Like The Handmaiden, The Silenced is a Gothic story about female oppression and how its protagonists struggle and fight against it. It all starts with the title. Its English language title “The Silenced” literally implies that the girls at the centre of this story are the “silenced” ones, a reflection of how females are always the ones whose voices are silenced in society.
The story takes place in 1938 with Korea under Japanese colonial rule. Ju-ran (Park Bo-young), who also goes by her Japanese name Shizuko, is a meek and frail girl on her way to attend a girls’ boarding school/sanatorium. Ju-ran has weak lungs and the school is meant to help her get better. Strange things start to happen however when girls start disappearing without any reason and Ju-ran starts to lose control of her body.
Like every good Gothic story, the setting is its own character. The school is a work of outstanding production design. The headmistress’ (Uhm Ji-won) office is perversely baroque, while the rest of the school is worn out and fittingly Gothic. There’s even a hidden secret basement overgrown with red flowers that looks like something out of The Secret Garden crossed with a Del Toro film. The dimly lit corners in every corridor threatens to swallow its students and is used to great effect in the spookier scenes.

# Task instructions
A - Quote the review of The Silenced word for word from "Like The Handmaiden, The" to "silenced in society.".
B - Write what comes next in the review of The Silenced, starting after its final sentence.
The listing has nothing to do with the review of The Silenced.

Stored data entries:
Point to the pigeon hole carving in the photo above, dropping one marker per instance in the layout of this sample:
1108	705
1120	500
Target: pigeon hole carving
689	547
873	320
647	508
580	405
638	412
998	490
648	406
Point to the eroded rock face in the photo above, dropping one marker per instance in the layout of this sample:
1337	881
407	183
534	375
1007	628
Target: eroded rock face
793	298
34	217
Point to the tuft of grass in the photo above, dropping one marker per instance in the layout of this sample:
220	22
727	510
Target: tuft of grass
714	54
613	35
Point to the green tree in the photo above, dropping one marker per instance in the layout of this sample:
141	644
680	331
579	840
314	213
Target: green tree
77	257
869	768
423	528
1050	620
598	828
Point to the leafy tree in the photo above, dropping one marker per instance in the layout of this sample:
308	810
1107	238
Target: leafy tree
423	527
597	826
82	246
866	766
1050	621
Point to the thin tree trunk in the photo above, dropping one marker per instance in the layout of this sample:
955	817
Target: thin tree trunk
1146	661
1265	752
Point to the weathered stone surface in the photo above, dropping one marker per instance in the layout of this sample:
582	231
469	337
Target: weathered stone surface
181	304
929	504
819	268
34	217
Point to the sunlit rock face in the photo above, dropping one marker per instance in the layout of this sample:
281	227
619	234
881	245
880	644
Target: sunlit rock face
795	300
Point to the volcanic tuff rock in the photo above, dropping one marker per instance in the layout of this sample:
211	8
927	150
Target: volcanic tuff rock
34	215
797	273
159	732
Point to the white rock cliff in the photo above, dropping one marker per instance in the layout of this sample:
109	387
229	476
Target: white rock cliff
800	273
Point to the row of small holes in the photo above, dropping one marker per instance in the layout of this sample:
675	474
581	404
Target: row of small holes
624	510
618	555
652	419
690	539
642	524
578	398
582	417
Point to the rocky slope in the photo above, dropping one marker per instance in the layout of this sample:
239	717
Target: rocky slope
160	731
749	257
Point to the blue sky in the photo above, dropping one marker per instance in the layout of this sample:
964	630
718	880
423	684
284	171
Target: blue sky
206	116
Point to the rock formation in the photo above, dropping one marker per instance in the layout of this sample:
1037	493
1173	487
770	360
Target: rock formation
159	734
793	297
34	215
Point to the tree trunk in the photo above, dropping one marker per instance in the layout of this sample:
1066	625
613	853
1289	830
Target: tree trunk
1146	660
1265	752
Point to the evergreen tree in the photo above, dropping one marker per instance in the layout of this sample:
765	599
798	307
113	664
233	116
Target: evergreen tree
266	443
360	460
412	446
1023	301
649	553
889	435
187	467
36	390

...

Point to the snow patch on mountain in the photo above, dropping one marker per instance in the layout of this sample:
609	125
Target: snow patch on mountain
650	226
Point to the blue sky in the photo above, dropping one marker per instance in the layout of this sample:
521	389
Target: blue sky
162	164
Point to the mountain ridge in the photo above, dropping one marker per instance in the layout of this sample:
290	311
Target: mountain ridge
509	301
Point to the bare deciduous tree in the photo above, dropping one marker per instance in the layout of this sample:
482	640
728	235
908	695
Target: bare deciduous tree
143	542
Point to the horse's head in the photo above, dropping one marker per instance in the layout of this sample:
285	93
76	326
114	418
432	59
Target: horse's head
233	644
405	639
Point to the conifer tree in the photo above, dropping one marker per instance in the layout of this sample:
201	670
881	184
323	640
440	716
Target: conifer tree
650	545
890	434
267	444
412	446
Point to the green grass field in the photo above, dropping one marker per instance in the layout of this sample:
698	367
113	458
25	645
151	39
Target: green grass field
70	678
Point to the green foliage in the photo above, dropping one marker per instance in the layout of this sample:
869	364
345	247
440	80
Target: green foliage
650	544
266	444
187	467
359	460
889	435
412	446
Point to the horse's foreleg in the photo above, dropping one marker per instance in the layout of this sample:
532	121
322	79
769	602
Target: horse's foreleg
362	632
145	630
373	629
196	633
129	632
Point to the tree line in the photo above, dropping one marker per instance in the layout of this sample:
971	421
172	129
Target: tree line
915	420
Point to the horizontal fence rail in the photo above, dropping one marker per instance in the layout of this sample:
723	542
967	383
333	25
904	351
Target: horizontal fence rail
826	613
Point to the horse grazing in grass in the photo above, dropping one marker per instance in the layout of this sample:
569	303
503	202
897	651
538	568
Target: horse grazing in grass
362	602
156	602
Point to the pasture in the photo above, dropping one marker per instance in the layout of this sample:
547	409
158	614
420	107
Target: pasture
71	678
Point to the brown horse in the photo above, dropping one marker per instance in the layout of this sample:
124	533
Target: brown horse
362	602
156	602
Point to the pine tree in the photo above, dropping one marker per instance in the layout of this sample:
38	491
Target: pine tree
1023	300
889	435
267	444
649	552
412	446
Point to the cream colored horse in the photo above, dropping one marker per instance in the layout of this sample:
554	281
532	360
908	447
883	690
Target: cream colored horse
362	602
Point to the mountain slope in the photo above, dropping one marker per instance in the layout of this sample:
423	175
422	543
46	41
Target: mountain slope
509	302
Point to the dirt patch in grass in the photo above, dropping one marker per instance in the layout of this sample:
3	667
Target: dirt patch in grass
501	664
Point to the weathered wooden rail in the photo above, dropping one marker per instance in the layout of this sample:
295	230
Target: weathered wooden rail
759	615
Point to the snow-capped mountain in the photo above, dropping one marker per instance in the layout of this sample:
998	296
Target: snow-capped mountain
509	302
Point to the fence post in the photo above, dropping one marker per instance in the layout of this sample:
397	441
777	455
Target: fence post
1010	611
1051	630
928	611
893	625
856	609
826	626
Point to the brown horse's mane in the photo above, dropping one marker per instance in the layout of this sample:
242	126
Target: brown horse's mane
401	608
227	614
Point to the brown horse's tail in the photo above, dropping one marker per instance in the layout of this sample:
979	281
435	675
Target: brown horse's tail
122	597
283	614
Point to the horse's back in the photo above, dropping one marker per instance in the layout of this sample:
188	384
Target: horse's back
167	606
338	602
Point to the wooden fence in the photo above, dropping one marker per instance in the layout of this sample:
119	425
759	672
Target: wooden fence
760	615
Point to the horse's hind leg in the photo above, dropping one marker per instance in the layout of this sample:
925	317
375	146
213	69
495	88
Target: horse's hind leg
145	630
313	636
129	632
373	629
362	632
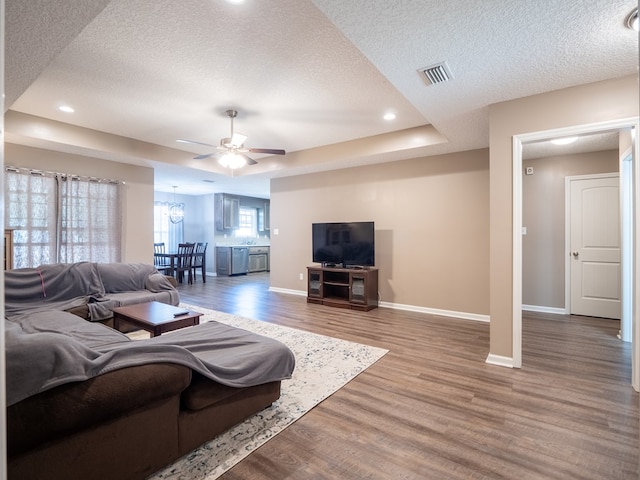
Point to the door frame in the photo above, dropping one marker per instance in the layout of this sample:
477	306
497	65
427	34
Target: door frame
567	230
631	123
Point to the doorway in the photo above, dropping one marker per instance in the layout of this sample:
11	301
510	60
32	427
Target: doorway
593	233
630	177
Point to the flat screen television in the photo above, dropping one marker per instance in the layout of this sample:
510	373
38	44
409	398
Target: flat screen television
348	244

* * *

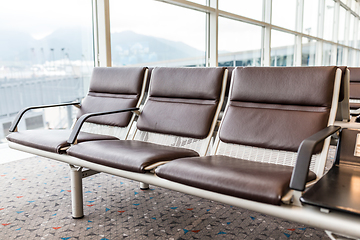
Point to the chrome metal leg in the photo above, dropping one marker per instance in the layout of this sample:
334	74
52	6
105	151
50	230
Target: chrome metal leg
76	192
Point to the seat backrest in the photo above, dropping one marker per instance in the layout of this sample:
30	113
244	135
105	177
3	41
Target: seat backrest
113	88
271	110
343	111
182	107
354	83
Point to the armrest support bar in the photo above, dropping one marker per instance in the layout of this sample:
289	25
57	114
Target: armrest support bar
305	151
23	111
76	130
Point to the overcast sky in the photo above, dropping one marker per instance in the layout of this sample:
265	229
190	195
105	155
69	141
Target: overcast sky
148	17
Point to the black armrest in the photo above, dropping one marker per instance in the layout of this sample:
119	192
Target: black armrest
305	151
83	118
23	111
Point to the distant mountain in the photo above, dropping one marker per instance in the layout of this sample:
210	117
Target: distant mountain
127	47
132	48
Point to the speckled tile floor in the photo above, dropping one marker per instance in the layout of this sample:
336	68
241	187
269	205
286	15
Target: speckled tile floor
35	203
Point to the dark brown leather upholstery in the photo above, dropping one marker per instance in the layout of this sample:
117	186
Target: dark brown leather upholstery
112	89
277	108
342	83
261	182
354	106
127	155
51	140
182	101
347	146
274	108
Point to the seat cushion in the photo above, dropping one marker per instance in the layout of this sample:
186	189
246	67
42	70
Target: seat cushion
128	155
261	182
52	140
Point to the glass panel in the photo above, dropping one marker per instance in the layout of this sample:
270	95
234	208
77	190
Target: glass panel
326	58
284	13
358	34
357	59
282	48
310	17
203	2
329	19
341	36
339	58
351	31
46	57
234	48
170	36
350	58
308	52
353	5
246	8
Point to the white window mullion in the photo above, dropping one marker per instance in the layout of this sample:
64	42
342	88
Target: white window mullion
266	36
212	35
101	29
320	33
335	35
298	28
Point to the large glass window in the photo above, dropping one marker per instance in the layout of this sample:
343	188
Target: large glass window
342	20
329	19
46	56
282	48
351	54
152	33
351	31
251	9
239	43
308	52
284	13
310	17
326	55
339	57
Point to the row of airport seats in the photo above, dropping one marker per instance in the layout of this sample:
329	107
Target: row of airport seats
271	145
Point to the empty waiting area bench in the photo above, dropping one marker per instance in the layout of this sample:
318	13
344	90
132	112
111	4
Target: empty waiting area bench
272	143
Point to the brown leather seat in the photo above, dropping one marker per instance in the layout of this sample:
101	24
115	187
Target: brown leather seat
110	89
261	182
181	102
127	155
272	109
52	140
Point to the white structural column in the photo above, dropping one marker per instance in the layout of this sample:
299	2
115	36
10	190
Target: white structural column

# Exercise results
A -
Like The Handmaiden, The Silenced is a Gothic story about female oppression and how its protagonists struggle and fight against it. It all starts with the title. Its English language title “The Silenced” literally implies that the girls at the centre of this story are the “silenced” ones, a reflection of how females are always the ones whose voices are silenced in society.

B -
The school is also oppressive and austere, valuing uniformity to keep its students in line, of which there are only 16. They all sleep in two rows in one long room, wear identical nightgowns, school uniforms and hairstyles. The lack of individuality is meant to keep them in line. But it doesn’t just end with their appearances. We witness at the start the confiscation of any personal items Ju-ran has brought in her suitcase, including a diary. When she requests to keep it, she is slapped and falls meekly into line. The erasure of the girls’ identities is reinforced further through the film’s the colonial setting: the girls are required to speak Japanese and use Japanese names, even though it is not part of their cultural identity.
The Silenced‘s central mystery, that of the disappearing students, only furthers the overarching theme of female oppression. We get hints as to what may be happening when we see several students seizing up before disappearing the next day, as well as Ju-ran’s display of inexplicable and explosive strength. It is then revealed that girls are being experimented on by the headmistress and her team to become genetically modified super soldiers. Teenage girls apparently make for the best test subjects as their bodies are still developing, the film explains. Here, the story draws attention to how teenage girls already have little to no control over their developing bodies by nature and as females in general, they will have no end to the lack of agency they have over their bodies.
The reveal to the mystery at the start of the final act admittedly falls a little flat considering the Gothic nature of the film. But the story pushes forward to ultimately deliver a mostly satisfying final act. The creations — these doll-like teenage girls that have been abandoned, manipulated and silenced all their lives — eventually revolt in a violent and haunting manner against their oppressors. What makes The Silenced even more eerie and tragic though is that much of the horror inflicted on the teenage girls are at the hands of women, whose strings are being pulled by men.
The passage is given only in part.